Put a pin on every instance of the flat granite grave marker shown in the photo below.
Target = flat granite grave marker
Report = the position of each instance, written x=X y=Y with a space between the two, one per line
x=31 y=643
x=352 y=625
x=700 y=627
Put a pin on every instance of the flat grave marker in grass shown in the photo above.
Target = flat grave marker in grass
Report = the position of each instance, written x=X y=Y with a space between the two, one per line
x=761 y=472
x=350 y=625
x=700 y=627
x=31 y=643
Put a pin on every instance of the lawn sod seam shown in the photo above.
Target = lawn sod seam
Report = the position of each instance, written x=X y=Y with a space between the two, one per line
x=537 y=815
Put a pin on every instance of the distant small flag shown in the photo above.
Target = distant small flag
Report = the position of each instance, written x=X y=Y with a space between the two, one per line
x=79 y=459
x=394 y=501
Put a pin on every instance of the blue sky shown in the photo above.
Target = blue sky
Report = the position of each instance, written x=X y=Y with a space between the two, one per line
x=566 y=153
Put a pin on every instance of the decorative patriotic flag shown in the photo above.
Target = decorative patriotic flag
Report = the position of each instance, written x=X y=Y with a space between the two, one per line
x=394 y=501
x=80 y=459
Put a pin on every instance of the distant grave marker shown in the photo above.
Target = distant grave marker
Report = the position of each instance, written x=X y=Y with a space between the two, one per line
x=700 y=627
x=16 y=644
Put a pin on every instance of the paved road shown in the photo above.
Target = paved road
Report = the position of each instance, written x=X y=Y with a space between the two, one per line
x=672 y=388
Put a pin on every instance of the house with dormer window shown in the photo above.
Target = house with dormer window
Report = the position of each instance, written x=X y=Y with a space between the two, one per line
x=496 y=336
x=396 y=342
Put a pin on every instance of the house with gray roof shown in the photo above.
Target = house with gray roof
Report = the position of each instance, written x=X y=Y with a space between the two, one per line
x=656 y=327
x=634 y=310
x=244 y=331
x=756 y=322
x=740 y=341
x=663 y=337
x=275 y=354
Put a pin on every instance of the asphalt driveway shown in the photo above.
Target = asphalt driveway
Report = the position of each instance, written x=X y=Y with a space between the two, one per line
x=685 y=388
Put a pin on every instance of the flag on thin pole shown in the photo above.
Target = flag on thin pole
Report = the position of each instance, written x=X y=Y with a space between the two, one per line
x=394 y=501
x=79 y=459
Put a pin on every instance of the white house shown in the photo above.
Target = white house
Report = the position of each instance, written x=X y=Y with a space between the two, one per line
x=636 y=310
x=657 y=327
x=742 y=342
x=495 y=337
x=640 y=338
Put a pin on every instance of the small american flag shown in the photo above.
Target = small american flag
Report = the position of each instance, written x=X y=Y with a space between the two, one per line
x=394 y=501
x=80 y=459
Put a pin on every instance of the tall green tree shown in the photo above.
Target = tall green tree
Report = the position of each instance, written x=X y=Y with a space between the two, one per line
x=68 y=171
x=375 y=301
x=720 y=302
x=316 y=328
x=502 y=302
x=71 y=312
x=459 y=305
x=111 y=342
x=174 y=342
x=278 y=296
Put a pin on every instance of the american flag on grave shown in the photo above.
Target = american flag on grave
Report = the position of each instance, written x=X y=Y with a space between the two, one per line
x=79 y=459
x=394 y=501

▶ **WORK REQUEST**
Reproduce each line of the material containing the word "seam".

▶ **RESPONSE**
Put a pin on every instance of the lawn sod seam shown in the photo above.
Target = lawn sod seam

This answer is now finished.